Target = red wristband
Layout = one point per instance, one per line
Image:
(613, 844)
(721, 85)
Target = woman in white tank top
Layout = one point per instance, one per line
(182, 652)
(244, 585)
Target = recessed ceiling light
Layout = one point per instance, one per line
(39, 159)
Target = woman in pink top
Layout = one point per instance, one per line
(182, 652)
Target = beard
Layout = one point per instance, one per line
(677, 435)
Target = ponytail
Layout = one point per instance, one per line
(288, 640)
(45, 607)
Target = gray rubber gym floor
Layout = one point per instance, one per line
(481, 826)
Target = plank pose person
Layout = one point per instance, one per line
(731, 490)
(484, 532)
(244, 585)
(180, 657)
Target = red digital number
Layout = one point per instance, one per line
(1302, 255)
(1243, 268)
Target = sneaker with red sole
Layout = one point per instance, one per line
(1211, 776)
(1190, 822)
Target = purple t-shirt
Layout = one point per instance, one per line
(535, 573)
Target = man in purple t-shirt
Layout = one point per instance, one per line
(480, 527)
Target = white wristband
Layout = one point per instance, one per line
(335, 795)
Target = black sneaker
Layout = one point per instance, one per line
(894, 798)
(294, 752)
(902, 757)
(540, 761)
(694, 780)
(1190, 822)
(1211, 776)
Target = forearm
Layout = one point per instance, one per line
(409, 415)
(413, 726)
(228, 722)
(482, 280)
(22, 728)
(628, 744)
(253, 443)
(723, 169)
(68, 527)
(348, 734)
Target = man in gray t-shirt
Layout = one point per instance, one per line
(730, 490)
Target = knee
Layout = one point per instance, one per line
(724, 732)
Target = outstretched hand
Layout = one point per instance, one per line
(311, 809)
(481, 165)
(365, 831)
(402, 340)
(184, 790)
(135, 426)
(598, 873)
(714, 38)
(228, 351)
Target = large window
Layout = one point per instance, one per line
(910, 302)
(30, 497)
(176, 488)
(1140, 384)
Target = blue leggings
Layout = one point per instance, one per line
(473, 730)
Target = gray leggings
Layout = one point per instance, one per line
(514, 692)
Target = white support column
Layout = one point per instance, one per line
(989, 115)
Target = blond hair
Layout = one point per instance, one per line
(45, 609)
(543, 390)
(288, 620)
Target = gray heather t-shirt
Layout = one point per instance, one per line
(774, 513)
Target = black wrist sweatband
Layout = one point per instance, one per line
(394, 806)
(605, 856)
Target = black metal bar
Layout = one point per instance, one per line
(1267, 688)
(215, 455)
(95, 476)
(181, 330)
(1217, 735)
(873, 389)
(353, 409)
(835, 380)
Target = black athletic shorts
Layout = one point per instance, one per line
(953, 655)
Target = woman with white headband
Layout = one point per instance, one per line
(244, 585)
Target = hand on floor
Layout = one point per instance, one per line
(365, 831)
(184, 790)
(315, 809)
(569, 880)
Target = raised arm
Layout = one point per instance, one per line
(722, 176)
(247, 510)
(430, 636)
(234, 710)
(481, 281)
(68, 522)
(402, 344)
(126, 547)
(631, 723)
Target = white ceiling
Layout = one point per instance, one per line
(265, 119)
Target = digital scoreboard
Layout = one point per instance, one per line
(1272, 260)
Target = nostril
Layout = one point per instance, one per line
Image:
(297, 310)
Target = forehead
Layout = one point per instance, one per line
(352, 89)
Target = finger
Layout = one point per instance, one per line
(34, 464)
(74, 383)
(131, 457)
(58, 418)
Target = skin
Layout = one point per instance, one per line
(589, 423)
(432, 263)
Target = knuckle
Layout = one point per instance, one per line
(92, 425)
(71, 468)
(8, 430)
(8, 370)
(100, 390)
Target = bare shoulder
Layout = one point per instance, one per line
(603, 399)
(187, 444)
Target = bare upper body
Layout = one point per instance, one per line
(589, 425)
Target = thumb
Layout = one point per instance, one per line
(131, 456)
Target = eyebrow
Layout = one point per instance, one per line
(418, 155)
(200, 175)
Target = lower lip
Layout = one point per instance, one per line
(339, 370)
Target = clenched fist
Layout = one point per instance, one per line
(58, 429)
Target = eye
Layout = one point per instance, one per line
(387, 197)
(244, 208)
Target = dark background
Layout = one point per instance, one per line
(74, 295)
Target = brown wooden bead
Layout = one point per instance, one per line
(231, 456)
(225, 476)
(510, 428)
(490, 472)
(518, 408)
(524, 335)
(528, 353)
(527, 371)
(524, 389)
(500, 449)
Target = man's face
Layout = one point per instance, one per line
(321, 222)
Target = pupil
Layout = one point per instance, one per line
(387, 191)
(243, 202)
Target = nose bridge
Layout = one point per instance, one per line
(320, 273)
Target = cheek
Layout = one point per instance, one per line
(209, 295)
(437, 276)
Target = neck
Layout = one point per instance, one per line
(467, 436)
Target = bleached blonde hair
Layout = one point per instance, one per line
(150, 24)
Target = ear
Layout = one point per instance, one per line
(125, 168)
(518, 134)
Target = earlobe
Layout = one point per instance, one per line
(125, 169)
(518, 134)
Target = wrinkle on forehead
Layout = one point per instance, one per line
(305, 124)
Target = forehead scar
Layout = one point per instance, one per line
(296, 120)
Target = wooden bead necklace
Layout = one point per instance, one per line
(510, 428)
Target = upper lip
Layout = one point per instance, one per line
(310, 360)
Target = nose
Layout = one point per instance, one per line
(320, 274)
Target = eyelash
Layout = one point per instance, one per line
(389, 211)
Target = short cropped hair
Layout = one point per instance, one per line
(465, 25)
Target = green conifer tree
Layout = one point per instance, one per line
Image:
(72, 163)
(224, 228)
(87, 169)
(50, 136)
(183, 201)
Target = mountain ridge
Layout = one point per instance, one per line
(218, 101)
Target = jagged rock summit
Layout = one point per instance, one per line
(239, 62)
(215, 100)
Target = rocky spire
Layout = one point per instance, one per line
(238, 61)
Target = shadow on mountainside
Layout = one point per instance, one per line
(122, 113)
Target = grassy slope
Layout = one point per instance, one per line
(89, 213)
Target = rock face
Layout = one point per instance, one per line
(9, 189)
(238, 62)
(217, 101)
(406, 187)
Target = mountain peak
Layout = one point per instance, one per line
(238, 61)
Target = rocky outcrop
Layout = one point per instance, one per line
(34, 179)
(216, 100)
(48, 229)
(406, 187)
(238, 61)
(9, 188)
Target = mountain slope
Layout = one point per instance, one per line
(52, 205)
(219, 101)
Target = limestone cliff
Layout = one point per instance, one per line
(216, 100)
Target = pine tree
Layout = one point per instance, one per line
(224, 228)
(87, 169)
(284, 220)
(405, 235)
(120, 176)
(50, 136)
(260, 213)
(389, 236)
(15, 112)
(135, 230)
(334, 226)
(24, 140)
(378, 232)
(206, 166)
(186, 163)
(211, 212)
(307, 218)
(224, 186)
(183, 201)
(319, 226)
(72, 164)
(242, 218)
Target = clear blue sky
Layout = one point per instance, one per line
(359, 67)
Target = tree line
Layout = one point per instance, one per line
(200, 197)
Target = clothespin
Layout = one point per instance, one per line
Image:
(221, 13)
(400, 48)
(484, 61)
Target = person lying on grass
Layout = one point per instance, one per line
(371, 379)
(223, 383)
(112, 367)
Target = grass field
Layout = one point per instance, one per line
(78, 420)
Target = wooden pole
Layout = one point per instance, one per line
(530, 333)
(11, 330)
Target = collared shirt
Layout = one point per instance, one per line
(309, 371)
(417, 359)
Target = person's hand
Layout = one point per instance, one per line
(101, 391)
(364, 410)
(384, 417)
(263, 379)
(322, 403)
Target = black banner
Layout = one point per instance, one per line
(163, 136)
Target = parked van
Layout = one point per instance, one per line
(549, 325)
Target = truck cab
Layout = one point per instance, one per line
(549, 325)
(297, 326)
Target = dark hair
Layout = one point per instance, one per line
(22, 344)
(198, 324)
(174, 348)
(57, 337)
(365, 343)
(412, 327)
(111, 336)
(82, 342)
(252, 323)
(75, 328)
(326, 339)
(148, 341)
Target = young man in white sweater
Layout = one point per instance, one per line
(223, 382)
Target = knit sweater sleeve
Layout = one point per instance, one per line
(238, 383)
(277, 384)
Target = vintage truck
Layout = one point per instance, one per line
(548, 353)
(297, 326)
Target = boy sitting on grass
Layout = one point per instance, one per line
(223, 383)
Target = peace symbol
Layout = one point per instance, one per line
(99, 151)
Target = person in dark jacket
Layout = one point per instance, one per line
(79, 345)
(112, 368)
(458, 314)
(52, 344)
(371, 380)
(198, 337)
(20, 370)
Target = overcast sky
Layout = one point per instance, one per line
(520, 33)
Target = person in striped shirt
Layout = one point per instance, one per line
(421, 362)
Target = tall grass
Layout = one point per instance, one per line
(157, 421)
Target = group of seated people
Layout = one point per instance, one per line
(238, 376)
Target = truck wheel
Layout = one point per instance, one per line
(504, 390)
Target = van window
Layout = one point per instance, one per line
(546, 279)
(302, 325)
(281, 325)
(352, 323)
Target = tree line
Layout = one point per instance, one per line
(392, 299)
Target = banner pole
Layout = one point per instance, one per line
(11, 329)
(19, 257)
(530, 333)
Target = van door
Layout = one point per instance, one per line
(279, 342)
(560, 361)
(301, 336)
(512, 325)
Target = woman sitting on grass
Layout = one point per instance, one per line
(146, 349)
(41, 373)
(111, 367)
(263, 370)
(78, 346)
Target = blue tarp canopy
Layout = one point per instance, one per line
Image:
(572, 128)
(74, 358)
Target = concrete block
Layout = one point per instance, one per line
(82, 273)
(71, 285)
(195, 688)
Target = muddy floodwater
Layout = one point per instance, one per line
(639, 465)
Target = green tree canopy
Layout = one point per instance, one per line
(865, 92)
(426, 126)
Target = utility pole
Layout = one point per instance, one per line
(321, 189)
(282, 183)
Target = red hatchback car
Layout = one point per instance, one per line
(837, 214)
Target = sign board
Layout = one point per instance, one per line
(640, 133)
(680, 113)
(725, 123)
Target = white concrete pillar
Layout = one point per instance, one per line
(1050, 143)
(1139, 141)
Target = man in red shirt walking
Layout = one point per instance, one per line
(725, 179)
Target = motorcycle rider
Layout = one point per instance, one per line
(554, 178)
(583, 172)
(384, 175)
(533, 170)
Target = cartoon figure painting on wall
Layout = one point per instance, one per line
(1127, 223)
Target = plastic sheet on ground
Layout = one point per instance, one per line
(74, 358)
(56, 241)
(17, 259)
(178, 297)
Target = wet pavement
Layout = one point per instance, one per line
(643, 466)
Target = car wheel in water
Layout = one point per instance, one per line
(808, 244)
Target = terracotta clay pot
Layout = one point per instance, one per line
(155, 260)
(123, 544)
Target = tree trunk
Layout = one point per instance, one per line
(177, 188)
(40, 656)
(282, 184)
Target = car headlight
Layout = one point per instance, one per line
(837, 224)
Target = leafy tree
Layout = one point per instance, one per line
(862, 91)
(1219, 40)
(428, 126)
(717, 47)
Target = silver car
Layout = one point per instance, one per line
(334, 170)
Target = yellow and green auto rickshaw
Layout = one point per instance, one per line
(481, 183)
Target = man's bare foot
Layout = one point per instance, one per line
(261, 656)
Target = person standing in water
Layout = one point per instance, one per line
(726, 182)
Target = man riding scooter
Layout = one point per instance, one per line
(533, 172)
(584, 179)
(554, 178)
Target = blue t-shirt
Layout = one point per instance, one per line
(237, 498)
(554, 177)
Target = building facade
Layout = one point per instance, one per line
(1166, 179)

....

**Action item**
Would you quote everything above from the line containing "Target = large window" down to the line containing "Target = white support column"? Include both of those lines and nothing else.

**Task solution**
Target = large window
Layout = one point per instance, one per line
(910, 302)
(30, 497)
(176, 488)
(1140, 384)
Target = blue leggings
Layout = one point per instance, one per line
(473, 730)
Target = gray leggings
Layout = one point per instance, one per line
(514, 692)
Target = white support column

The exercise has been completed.